··· TRECHO APRESENTADO

TCU Foto: Barbara Cabral/Esp.CB/D.A

Por que os estados resistem em adotar o modelo federal para os Tribunais de Contas?

Publicado em Economia

Por LUCIENI PEREIRA, vice-presidente para assuntos do TCU na ANTC e diretora da CNSP 

A “história é êmula do tempo, repositório dos fatos, testemunha do passado, exemplo do presente, advertência do futuro” (Miguel de Cervantes). Para marcar a abertura do V Congresso Nacional dos Auditores de Controle Externo (Conacon) e celebrar os 10 anos de fundação da Associação Nacional dos Auditores de Controle Externo dos Tribunais de Contas do Brasil (ANTC), oportuno fazer um balanço histórico, traçar o diagnóstico da situação atual dos Tribunais de Contas e registrar algumas advertências em relação ao futuro do sistema.

 

A criação do Tribunal de Contas da União (TCU) se deu na esteira do movimento republicano, com a edição do Decreto 966-A, de 7 de novembro de 1890, concretizando ideais que, na verdade, remontavam ao ano de 1822, quando o Brasil proclamou sua independência, acontecimento histórico que este ano completou 200 anos.

 

A edição do Decreto, todavia, não foi suficiente para o Tribunal se tornar realidade, a despeito de todo engajamento e compromisso de Rui Barbosa para implementar um novo modelo de controle das contas públicas, definindo competências para o TCU examinar, revisar e julgar os atos referentes a receitas e despesas do governo republicano. Somente em 17 de janeiro de 1893, Serzedello Corrêa, então Ministério da Fazenda, conseguiu implantar o Tribunal de Contas como pedra fundamental da República. Até então, o controle do gasto público limitava-se a uma ideia de intenção posta no Decreto, posteriormente incorporada ao texto da primeira Constituição Republicana de 1891.

 

Uma vez instalado, não demorou muito para o TCU se revestir da armadura necessária para atuar de forma republicana. Em funcionamento há pouco mais de uma década, já em 1912 as funções de preparação (instrução) e de julgamento dos processos de controle externo foram formalmente separadas, imperando, assim, o princípio da segregação de funções, pressuposto do julgamento imparcial. Com isso, o quadro de pessoal da Corte de Contas foi dividido entre Corpo Deliberativo (julgadores) e Corpo Instrutivo, este integrado de Auditores de Controle Externo incumbidos da instrução processual.

 

A exigência de quadro próprio de pessoal como condição para qualificar o funcionamento imparcial do TCU veio na sequência, passando a integrar o texto constitucional desde 1946. Nem mesmo nos períodos de chumbo, a segregação de funções e o quadro próprio de pessoal foram abolidos pelo TCU.


Embora há 34 anos a Constituição
e o STF exijam quadro próprio de pessoal dos Tribunais de Contas, em Sergipe, o número de cargos comissionados (216) representa 87% de todo quadro próprio de pessoal do Tribunal de Contas, integrado por 248 servidores efetivos e vitalícios, no que supera 671% o limite legalmente estabelecido para o modelo federal (TCU), que mantêm 28 cargos comissionados, conforme limite fixado pelo art. 110, inciso IV da Lei nº 8.443, de 1992. E a extravagância em Sergipe não se limita aos comissionados; igualmente destoa o quantitativo de servidores públicos civis e militares cedidos ao TCE-SE, no total de 84 agentes públicos, número maior do que os 83 cargos efetivos e vitalícios legalmente habilitados para o exercício da função típica de controle externo.

······

ENUNCIADO DA TAREFA
Continue o texto sobre os Tribunais de Contas a partir do ponto em que ele termina. Os registros são um material à parte, sem relação com o texto sobre os Tribunais de Contas.

··· DADOS REGISTRADOS

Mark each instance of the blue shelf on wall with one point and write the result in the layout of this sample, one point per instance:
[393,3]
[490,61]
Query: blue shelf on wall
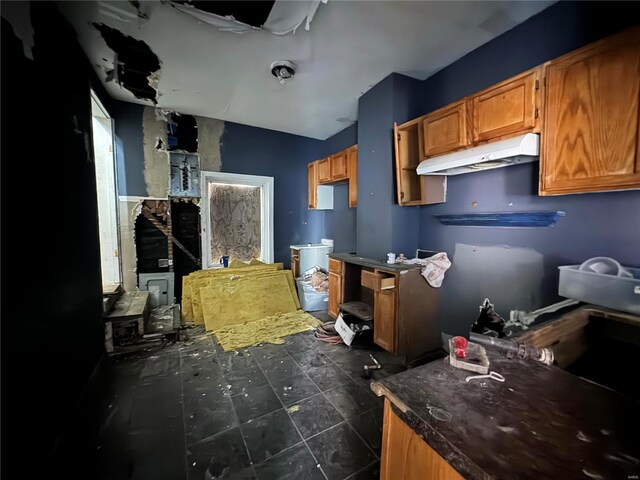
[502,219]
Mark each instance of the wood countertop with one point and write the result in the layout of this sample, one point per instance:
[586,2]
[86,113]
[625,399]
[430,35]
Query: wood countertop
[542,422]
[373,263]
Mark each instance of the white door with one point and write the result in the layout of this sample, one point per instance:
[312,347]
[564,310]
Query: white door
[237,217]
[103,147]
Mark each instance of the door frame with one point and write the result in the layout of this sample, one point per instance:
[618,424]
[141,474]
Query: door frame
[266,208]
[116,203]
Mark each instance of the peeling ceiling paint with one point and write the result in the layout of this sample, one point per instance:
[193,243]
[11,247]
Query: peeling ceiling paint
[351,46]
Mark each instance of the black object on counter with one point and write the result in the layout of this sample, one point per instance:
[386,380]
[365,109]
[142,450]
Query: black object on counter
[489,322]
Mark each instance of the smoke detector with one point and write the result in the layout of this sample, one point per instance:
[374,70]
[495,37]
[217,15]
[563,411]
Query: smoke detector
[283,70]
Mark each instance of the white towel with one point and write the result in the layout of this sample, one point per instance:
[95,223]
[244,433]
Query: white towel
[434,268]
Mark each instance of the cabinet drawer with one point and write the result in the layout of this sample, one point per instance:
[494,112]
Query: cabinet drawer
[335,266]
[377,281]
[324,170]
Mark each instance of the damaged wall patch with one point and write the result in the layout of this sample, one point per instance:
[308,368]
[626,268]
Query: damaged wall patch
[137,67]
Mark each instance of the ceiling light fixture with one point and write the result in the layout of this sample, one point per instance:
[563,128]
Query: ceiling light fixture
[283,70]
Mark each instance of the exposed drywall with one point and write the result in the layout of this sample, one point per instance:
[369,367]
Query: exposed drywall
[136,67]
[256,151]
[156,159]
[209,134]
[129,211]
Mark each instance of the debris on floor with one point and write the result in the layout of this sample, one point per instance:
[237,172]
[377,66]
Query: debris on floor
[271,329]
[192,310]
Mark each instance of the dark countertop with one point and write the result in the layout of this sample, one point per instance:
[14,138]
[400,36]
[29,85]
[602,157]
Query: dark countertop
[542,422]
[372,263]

······
··· DADOS REGISTRADOS

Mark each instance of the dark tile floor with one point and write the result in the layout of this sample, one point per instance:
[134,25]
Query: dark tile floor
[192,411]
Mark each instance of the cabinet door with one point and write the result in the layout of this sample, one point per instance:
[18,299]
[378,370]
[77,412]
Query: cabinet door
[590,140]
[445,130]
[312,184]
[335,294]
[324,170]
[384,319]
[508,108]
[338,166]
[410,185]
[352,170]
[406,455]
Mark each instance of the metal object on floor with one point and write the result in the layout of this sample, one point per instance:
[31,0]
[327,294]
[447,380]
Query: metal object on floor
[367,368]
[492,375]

······
··· DADOS REGISTRADOS

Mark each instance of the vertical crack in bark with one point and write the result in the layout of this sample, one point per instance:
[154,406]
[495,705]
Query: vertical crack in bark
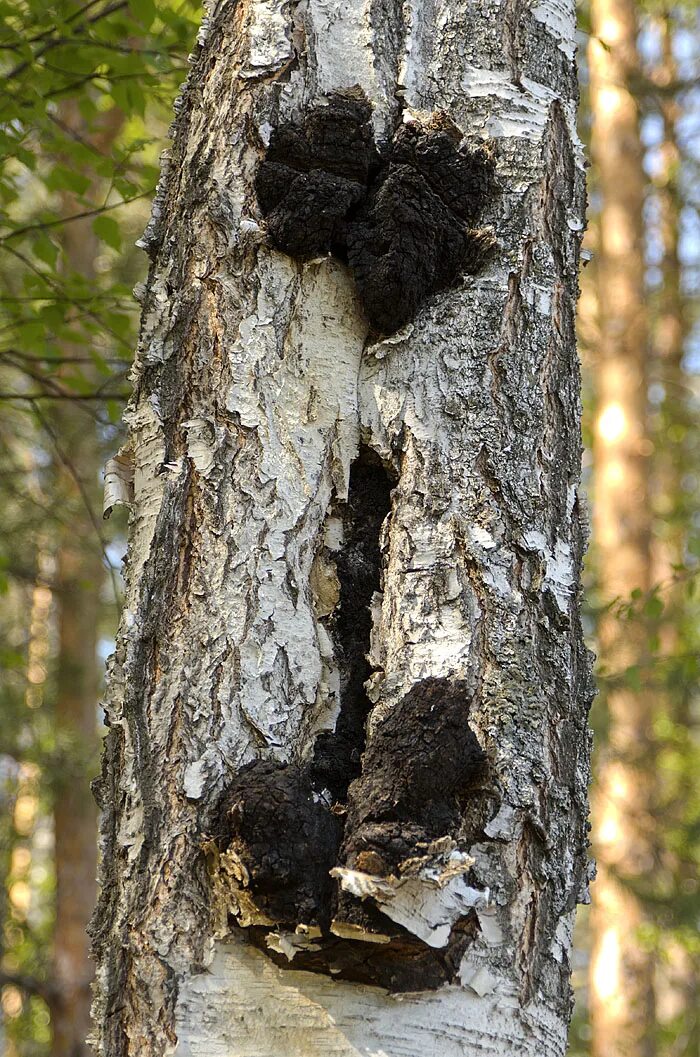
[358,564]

······

RESULTADO FINAL
 

Competências

 

Além de definir as premissas orgânicas para o regular exercício do controle externo, a Carta Cidadã de 1988 ampliou as competências e elegeu o TCU como modelo para simetria de organização e funcionamento dos 32 Tribunais de Contas estaduais e municipais. A despeito da índole constitucional, os entes subnacionais insistem em remediar o cumprimento do artigo que exige a simetria, adormecido de profundo sono de que raramente acordam as ideias úteis, especialmente as que podem criar embaraços ao patrimonialismo colonial do qual a República ainda não conseguiu de todo se livrar.


A
estrutura orgânica que o Congresso Nacional definiu para o TCU é essencial para democratizar o processo de controle externo e conferir legitimidade às decisões colegiadas, que, apesar dos avanços, não raras vezes, são naturalmente questionadas. No último dia 7, o TCU completou 132 anos em meio à intensa discussão sobre sua competência para fiscalizar o sistema eletrônico de votação desenvolvido e mantido pela Justiça Eleitoral (urnas eletrônicas).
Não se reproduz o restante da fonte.